Enregistrements issus d'une source de données
=====
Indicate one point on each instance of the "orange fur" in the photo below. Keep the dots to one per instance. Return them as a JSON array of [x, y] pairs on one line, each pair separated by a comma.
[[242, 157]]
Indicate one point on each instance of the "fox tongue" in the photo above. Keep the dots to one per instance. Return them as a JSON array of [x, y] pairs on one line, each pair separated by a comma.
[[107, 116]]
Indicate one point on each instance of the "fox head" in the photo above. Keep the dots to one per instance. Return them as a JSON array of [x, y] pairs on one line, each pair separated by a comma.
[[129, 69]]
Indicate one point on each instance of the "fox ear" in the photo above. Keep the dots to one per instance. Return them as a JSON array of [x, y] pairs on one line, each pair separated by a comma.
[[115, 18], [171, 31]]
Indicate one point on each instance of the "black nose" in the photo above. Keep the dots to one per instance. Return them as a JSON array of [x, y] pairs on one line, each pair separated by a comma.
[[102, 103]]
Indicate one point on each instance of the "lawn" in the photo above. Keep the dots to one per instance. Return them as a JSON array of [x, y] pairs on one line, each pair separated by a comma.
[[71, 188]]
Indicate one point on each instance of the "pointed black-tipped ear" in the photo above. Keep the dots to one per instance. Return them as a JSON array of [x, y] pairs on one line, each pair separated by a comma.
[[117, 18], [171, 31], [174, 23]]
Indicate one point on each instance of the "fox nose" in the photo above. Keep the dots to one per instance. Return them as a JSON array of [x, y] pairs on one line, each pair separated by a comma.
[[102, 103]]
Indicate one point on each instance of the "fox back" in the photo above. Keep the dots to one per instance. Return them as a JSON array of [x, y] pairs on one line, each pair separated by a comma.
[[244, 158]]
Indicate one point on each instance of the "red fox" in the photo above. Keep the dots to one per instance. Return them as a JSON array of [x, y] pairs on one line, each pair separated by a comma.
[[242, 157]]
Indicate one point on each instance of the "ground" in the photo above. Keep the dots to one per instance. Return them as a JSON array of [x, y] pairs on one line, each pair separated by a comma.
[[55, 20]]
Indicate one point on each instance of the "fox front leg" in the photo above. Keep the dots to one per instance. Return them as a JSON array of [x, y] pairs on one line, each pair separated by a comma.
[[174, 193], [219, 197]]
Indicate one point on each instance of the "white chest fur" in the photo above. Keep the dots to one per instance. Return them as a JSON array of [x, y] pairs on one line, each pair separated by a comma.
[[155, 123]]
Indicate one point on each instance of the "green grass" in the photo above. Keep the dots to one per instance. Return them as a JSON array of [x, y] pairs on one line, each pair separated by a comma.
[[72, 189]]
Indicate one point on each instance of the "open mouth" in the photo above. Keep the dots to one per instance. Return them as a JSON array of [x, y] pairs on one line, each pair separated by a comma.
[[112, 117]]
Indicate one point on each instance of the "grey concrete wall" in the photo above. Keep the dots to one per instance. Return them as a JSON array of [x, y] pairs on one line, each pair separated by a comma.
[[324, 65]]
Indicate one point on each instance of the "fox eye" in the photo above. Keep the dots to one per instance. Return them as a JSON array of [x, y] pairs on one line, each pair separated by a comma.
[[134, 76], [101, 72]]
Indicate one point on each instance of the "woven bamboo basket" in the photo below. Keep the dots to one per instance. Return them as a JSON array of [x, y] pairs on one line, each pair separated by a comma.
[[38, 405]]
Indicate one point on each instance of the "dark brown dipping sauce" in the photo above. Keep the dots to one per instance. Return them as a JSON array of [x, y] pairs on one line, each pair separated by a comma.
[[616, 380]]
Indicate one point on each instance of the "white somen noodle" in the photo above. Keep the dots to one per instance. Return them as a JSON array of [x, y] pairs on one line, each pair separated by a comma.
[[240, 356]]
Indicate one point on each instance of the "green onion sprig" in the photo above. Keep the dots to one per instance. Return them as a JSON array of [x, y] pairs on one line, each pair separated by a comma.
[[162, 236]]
=====
**Énoncé**
Remplacez « dots » par « marks » dans les lignes qui vont du début des enregistrements jusqu'à la ligne contenant « [[129, 69]] », les deux comprises, et redonnez uniquement ces lignes sans rien y changer d'autre, s'il vous plaît.

**Corrigé**
Indicate one point on each instance of the "orange fur" in the photo below. Keep the marks to one per instance. Return them as a JSON array of [x, y] pairs on one line, each pair separated by a comma.
[[242, 157]]
Indicate one point on each instance of the "fox tongue" in the photo above. Keep the marks to one per instance. Return them as a JSON array of [x, y] pairs on one line, each pair separated by a comma.
[[107, 116]]
Indicate one point on each instance of the "fox head" in the photo above. Keep the marks to one per instance. Return them as a JSON array of [x, y] pairs on one line, each pair separated by a comma.
[[129, 69]]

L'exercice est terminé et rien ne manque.